--- Task statement ---
Would you please print the data a second time, exactly as it stands?

Records to process below:

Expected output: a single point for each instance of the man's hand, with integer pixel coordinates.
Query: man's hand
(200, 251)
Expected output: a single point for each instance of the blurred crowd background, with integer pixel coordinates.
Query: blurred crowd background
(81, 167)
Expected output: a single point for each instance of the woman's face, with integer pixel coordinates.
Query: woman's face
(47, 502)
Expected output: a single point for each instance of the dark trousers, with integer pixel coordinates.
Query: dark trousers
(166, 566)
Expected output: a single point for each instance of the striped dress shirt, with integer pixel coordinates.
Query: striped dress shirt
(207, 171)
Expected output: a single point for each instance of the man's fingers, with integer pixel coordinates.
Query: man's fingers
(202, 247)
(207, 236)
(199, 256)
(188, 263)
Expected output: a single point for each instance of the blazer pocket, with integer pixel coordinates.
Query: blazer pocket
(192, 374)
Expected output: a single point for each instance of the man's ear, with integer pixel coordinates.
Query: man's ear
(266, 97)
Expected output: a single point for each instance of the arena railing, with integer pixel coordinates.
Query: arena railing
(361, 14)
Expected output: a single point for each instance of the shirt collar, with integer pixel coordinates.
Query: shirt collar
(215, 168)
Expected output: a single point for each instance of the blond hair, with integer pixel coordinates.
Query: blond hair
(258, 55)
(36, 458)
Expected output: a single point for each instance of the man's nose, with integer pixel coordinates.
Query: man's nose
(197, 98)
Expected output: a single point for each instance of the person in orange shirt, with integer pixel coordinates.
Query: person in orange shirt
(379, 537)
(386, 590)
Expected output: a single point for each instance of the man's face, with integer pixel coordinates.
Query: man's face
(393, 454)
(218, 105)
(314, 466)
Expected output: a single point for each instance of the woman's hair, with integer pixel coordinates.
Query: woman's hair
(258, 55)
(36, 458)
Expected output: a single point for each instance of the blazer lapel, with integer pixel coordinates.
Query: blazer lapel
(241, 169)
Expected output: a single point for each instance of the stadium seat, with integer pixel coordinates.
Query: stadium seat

End of Records to process.

--- Solution for this task ---
Expected output: a single point for each instance of the man's hand, with integer pixel coordinates.
Query: man's hand
(200, 251)
Expected output: a single point for each instance of the blurred crowd background, with integer pixel coordinates.
Query: blurred crowd background
(81, 167)
Expected output: a single point for each instance of the woman's face, with integer pixel coordinates.
Query: woman's face
(47, 502)
Expected output: a single point for each instance of the dark trousers, with integer pixel coordinates.
Query: dark trousers
(166, 566)
Expected output: a single point for each instance of the striped dress shirt, with integer pixel coordinates.
Query: striped dress shirt
(207, 171)
Expected output: a single point for each instance of the man's fingers, with integer pixel coordinates.
Query: man's fingers
(202, 247)
(207, 236)
(199, 256)
(188, 263)
Expected output: a single point for each instance of the blazer pocket, with integer pixel coordinates.
Query: blazer pocket
(192, 374)
Expected output: a single point for each instance of the man's ear, with integer pixel coordinates.
Query: man's ear
(266, 97)
Expected output: a single point for each instance of the arena railing, with integer pixel coordinates.
Query: arena railing
(361, 14)
Expected output: a single point for each instance of the shirt collar, with integer pixel coordinates.
Query: shirt collar
(215, 168)
Expected output: a single point for each instance of the blond hair, with integer pixel coordinates.
Query: blond hair
(258, 55)
(36, 458)
Expected output: a single point for each instance of the man's nose, with integer pixel coordinates.
Query: man's nose
(197, 98)
Expected output: a single point for each instance of the person in orange shirt, with integer pixel coordinates.
Query: person in orange shirt
(379, 537)
(386, 590)
Expected output: a single point for each instance of the man's face, with integer pixel coordinates.
Query: man's face
(393, 454)
(218, 105)
(314, 466)
Expected output: a single point for each instance of the woman's hair, with integer pixel coordinates.
Query: woman's hair
(258, 55)
(36, 458)
Expected output: a single point for each instance of the blazer lapel, with integer pixel coordinates.
Query: blazer lapel
(241, 169)
Expected output: a single point for each instance of the stadium seat, with integer pixel coordinates.
Query: stadium seat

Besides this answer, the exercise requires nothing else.